↓

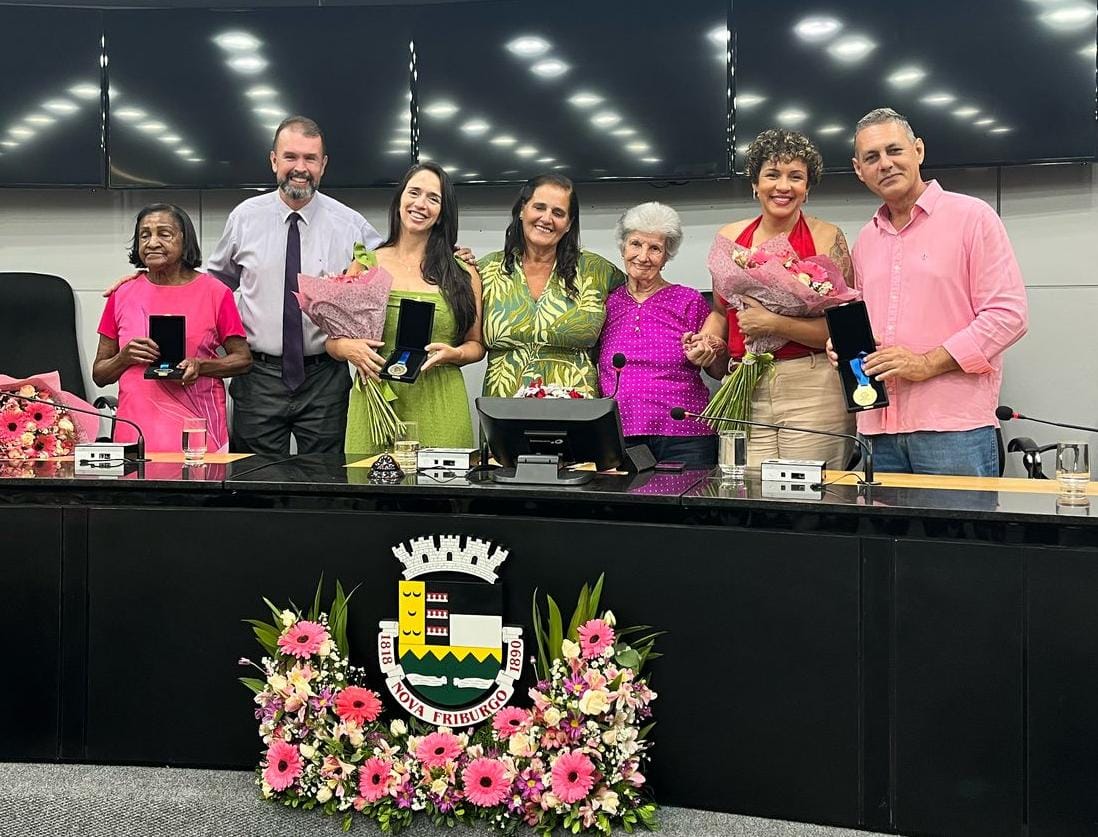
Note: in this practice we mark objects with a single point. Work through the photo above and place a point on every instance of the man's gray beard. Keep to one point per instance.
(297, 192)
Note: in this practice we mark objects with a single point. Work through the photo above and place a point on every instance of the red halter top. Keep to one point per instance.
(800, 238)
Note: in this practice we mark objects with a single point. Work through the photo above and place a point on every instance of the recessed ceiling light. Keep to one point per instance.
(605, 119)
(939, 99)
(816, 29)
(749, 100)
(260, 91)
(851, 48)
(85, 90)
(60, 105)
(585, 99)
(247, 64)
(719, 35)
(441, 109)
(237, 41)
(791, 116)
(549, 68)
(528, 46)
(907, 76)
(129, 114)
(475, 126)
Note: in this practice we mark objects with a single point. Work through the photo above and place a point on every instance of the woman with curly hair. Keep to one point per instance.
(545, 299)
(802, 389)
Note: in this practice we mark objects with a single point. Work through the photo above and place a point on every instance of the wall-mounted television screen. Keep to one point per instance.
(614, 89)
(51, 113)
(982, 81)
(195, 96)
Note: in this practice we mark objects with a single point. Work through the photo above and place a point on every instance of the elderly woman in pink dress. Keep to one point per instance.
(166, 245)
(647, 320)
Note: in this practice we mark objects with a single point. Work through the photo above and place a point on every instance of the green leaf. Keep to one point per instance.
(254, 683)
(556, 629)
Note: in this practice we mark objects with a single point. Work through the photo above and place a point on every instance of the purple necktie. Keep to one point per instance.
(293, 353)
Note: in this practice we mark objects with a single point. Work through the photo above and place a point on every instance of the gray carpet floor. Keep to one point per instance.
(90, 801)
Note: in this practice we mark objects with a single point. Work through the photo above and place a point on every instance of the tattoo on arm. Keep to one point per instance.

↑

▶ **YOUR ASSIGNMENT**: From start to finish, output the listing exactly, but omit its pictures.

▶ **SOLUTION**:
Note: in this practice we mark objects with a single point. Work through the photo above and place a point on every instance of the man's gray beard. Keep to one point per instance.
(297, 192)
Note: in this practice we mark objects with a single point. Work through the photo above and place a point on every instance of the red halter top. Keep to one point per instance.
(800, 238)
Note: in this practice we mark objects with a single point. Work through the photo above and place a point on every instance of the recessed ceiling light. Keep to one point per instance.
(605, 119)
(939, 99)
(816, 29)
(749, 100)
(260, 91)
(851, 48)
(85, 90)
(60, 105)
(585, 99)
(247, 64)
(719, 35)
(441, 109)
(237, 41)
(791, 116)
(549, 68)
(528, 46)
(907, 76)
(129, 114)
(475, 126)
Note: in this practice we mark objects with a single point. Work through the photo above and place a point on every instance of the woman with curly hair. Keep to one point per instance.
(545, 299)
(802, 389)
Note: in this practice we mark objects with a single point. Work through the photo above and place a point on every instance of the wall-mounted television screen. Keep to one point per instance.
(614, 89)
(51, 113)
(982, 81)
(195, 96)
Note: in this practice we mark objects with a single point. Work through the photo above and place a point on every instance of the elderly woman in pink dress. Keep to one point per instance.
(166, 245)
(647, 320)
Note: in this practice we mark objects with a single point. Work through the photo above and place a point on every instance of the green leaf. Keep to one point per instance.
(254, 683)
(556, 629)
Note: in this practice we mark objects with a single point. Work through the photo above and place a point on every instance of the purple necktie. Keep to one point per instance.
(293, 353)
Note: in this practice we mark objects with a single point. Work through the photo above and place a point on every instance of the gray carpet floor. Keep to one point per instance.
(90, 801)
Note: in this practice we mark objects with a single point. Work through the photo above and place a point on every instance of the tattoo on arm. Keep to one point per instance.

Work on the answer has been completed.